## Start
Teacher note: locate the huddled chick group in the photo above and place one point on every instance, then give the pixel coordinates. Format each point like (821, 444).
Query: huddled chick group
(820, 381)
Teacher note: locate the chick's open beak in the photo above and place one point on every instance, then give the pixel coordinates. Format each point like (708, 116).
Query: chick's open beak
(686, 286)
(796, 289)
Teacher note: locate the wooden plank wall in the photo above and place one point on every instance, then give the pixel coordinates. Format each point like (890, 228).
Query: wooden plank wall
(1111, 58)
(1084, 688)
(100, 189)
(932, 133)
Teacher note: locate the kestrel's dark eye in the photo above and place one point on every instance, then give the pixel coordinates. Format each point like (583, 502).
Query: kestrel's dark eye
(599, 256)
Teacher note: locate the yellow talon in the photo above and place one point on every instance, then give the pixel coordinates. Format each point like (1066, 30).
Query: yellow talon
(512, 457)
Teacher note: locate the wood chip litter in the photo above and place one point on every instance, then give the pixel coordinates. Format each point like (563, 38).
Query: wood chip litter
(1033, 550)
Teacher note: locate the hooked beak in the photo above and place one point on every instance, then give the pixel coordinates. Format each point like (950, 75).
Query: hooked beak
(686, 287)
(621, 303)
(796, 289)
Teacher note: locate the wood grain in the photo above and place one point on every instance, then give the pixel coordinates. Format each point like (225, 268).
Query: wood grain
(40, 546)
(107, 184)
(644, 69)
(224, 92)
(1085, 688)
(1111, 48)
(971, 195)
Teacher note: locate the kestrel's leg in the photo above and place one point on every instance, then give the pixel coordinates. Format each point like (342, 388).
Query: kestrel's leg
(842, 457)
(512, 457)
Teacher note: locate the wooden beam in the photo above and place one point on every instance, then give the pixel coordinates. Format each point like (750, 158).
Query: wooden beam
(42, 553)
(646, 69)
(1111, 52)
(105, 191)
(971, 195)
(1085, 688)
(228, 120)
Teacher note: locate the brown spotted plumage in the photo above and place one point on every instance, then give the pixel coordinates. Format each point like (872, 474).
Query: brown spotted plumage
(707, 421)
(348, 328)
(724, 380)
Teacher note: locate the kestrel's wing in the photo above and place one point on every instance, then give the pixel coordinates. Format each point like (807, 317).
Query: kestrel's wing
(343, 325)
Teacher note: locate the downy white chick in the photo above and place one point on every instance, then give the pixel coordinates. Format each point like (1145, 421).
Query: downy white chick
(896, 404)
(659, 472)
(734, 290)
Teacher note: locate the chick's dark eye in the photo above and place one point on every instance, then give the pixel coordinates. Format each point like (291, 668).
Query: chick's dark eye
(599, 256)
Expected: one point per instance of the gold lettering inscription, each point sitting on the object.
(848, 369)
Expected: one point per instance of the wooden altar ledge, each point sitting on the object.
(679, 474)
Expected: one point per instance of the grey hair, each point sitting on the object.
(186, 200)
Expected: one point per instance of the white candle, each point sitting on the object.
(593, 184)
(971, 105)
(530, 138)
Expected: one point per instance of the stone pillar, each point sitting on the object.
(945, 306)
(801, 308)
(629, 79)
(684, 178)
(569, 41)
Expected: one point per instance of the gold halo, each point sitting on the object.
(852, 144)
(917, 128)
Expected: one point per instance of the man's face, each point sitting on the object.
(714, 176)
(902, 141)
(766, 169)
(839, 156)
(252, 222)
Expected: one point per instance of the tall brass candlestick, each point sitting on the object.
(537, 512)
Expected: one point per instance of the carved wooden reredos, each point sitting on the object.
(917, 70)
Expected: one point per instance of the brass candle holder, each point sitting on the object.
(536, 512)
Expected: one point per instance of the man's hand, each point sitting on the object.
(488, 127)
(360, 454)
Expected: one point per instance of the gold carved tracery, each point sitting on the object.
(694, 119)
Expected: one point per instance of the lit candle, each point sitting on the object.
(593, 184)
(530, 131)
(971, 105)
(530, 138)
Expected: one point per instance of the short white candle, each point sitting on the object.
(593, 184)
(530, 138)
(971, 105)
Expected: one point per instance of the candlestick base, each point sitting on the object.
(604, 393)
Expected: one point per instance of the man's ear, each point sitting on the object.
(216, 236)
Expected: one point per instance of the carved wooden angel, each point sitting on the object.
## End
→ **What you are asked to do**
Arrange every line of the rows above as a Markdown table with the columns No and Text, numbering each line in order and leaving out blank lines.

→ **Reply to the exercise**
| No | Text |
|---|---|
| 1 | Teacher note: locate the huddled chick group in the photo above and place one point on every instance, then give the pixel coordinates. Format each point like (821, 444). |
| 2 | Query: huddled chick group |
| 3 | (820, 381) |
| 4 | Teacher note: locate the chick's open beak in the photo above and place one point on every instance, then give the pixel coordinates. Format each point like (708, 116). |
| 5 | Query: chick's open beak |
| 6 | (686, 286) |
| 7 | (796, 289) |
| 8 | Teacher note: locate the wooden plank wall in the photo above and place one point on every instance, then give the pixel coordinates. Format each point like (890, 228). |
| 9 | Query: wooden plank wall |
| 10 | (1111, 58) |
| 11 | (1084, 688) |
| 12 | (100, 189) |
| 13 | (932, 133) |
| 14 | Teacher note: locate the kestrel's dark eye in the photo above and place one point on every instance, then give the pixel coordinates. Format each point like (583, 502). |
| 15 | Query: kestrel's dark eye |
| 16 | (599, 256) |
| 17 | Teacher note: locate the yellow talon in the photo above and place one point on every instance, then give the pixel coordinates. Format each point like (1066, 30). |
| 18 | Query: yellow talon |
| 19 | (512, 457) |
| 20 | Teacher note: locate the wood chip litter in the photo above and place one point on every instance, then give the pixel coordinates. Format each point like (563, 38). |
| 21 | Query: wood chip litter |
| 22 | (1033, 550) |
| 23 | Teacher note: locate the hooked beak in the photo above and place one point on every instance, then give the pixel coordinates. Format each point like (950, 75). |
| 24 | Query: hooked beak |
| 25 | (686, 287) |
| 26 | (621, 303) |
| 27 | (796, 289) |
| 28 | Teacher note: locate the wood grain in the photo above and place one point on every instance, then give the pixel coordinates. Format each point like (225, 268). |
| 29 | Query: wood grain |
| 30 | (40, 546) |
| 31 | (107, 184) |
| 32 | (644, 69) |
| 33 | (224, 92) |
| 34 | (1085, 688) |
| 35 | (1111, 48) |
| 36 | (971, 195) |
| 37 | Teacher note: locate the kestrel's leg in the photo above and place one point on every instance, then give the pixel coordinates. Format each point like (342, 388). |
| 38 | Query: kestrel's leg |
| 39 | (842, 457) |
| 40 | (512, 457) |
| 41 | Teacher note: locate the wooden beam in the photo above and place one point on every instance, then give the pixel coordinates. Format each point like (750, 158). |
| 42 | Query: wooden beam |
| 43 | (42, 553) |
| 44 | (646, 69) |
| 45 | (1111, 52) |
| 46 | (105, 191) |
| 47 | (971, 195) |
| 48 | (1085, 688) |
| 49 | (228, 120) |
| 50 | Teacher note: locate the brown spotted plumage in the photo above and place one point on every instance, then give the pixel coordinates. Format each point like (872, 474). |
| 51 | Query: brown spotted plumage |
| 52 | (707, 421) |
| 53 | (348, 328) |
| 54 | (724, 380) |
| 55 | Teacher note: locate the kestrel's wing in the photo above and place one point on every instance, then give the pixel coordinates. Format each point like (807, 317). |
| 56 | Query: kestrel's wing |
| 57 | (343, 325) |
| 58 | Teacher note: locate the downy white chick in the photo above and place one point on every instance, then give the pixel coordinates. Format each point like (1145, 421). |
| 59 | Query: downy white chick |
| 60 | (896, 404) |
| 61 | (659, 472) |
| 62 | (734, 290) |
| 63 | Teacher note: locate the chick's dark eye in the photo above and place one point on every instance, then give the pixel coordinates. Format each point like (291, 668). |
| 64 | Query: chick's dark eye |
| 65 | (599, 256) |
| 66 | Expected: one point per instance of the gold lettering inscription, each point sitting on the object. |
| 67 | (848, 369) |
| 68 | Expected: one point per instance of the wooden altar ledge, each point sitting on the object. |
| 69 | (679, 474) |
| 70 | Expected: one point per instance of the grey hair, each point sitting on the object. |
| 71 | (186, 200) |
| 72 | Expected: one point per instance of the white candle, each point sitting on the object. |
| 73 | (593, 184) |
| 74 | (971, 105) |
| 75 | (530, 138) |
| 76 | Expected: one point per instance of the stone pillar, each point sitting on the object. |
| 77 | (945, 306) |
| 78 | (801, 308) |
| 79 | (629, 79) |
| 80 | (684, 178) |
| 81 | (569, 41) |
| 82 | Expected: one point per instance of the gold halo, each point sitting on the object. |
| 83 | (852, 144) |
| 84 | (917, 128) |
| 85 | Expected: one point per instance of the man's face, each point sitting on the object. |
| 86 | (714, 176) |
| 87 | (902, 141) |
| 88 | (766, 169) |
| 89 | (839, 156) |
| 90 | (252, 222) |
| 91 | Expected: one point per instance of the tall brass candlestick, each point sitting on the object. |
| 92 | (537, 512) |
| 93 | Expected: one point per instance of the carved wooden reredos, each point sitting on the object. |
| 94 | (917, 70) |
| 95 | Expected: one point per instance of the brass candle holder, each point sitting on the object. |
| 96 | (536, 512) |
| 97 | Expected: one point per instance of the man's hand, each point sitting on the object. |
| 98 | (488, 127) |
| 99 | (360, 454) |
| 100 | Expected: one point per instance of the gold carved tracery, each point sitting on the object. |
| 101 | (694, 119) |
| 102 | Expected: one point per instance of the lit candle, each point sitting on the object. |
| 103 | (593, 184) |
| 104 | (530, 131) |
| 105 | (971, 105) |
| 106 | (530, 138) |
| 107 | Expected: one point per instance of the short white candle, each point sitting on the object. |
| 108 | (593, 184) |
| 109 | (530, 138) |
| 110 | (971, 105) |
| 111 | Expected: one point per instance of the candlestick base, each point sitting on the object. |
| 112 | (604, 393) |
| 113 | Expected: one point per instance of the man's ear, each point sitting on the object. |
| 114 | (216, 236) |
| 115 | Expected: one point per instance of the carved wooden angel, each point sitting on the object. |